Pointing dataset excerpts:
* START *
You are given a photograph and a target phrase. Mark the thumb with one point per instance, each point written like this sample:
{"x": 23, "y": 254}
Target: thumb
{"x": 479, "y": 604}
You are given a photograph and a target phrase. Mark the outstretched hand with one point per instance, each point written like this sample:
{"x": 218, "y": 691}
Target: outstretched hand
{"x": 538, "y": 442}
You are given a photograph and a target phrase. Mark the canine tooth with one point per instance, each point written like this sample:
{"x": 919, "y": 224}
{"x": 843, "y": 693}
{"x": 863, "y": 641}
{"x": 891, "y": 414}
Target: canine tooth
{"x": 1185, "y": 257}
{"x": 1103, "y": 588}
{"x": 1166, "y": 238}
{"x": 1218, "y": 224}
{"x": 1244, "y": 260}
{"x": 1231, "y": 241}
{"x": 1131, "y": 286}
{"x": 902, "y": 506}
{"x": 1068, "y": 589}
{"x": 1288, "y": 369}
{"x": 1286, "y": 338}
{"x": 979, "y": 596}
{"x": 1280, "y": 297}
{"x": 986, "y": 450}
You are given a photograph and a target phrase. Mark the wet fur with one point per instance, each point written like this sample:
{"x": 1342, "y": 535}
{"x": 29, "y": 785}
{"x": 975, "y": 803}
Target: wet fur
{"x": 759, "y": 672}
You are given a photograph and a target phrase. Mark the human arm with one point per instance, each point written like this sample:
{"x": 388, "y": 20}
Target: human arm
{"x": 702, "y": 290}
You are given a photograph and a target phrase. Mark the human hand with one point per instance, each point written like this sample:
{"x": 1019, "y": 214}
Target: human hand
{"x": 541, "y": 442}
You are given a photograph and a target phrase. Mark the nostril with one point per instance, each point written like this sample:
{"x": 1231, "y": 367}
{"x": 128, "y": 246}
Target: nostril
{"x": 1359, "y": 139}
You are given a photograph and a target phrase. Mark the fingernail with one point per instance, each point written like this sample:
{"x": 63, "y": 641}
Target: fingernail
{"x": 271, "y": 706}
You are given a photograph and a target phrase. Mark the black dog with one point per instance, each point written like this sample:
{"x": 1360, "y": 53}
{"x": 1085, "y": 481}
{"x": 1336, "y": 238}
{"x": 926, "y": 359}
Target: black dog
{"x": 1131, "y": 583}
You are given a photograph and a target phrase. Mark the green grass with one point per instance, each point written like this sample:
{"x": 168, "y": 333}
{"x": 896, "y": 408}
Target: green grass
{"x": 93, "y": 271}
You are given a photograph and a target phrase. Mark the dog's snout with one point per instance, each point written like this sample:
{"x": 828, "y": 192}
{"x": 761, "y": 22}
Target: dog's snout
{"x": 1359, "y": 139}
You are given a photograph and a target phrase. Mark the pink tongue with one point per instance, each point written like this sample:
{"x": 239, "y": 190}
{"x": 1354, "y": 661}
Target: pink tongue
* END *
▶ Exercise aim
Can you write out the stretch of the listing from the line containing "the human hand" through the end of the listing, keeping every line, but with 40 added to each x and y coordinate in the answers and all other numbers left as they are?

▶ Result for this task
You are given a photograph and a target phrase. Mark the human hand with one point per instance, each point written like this sample:
{"x": 1019, "y": 214}
Target: human hand
{"x": 581, "y": 482}
You are given a photograph and a target phrase. Mark the nostril with one point per instance, each point written like this sample:
{"x": 1231, "y": 367}
{"x": 128, "y": 246}
Target: nostril
{"x": 1399, "y": 179}
You are given a photograph and a target phrase. Mark the fingernail with one point per instance, each point written like this sample:
{"x": 63, "y": 641}
Target: fingernail
{"x": 311, "y": 746}
You are given a photograph and a target phrase. Mark the black dog with one point per instance, each point written like this sample:
{"x": 1360, "y": 53}
{"x": 1085, "y": 481}
{"x": 1336, "y": 238}
{"x": 926, "y": 359}
Target: black dog
{"x": 1171, "y": 623}
You are given a photograph and a target phrase. Mark the green grass with one point per instance, each point written like this sample:
{"x": 168, "y": 333}
{"x": 896, "y": 408}
Target: green grass
{"x": 133, "y": 311}
You are given a photograph and a target phrase. Mark the dog's snout with one point per instance, each point written like this sample:
{"x": 828, "y": 192}
{"x": 761, "y": 22}
Target: dog's snout
{"x": 1399, "y": 179}
You are given a photograph and a target phrase. Mark the pink tongue with one point per instance, each point written like this sample:
{"x": 239, "y": 190}
{"x": 1354, "y": 661}
Target: pink tongue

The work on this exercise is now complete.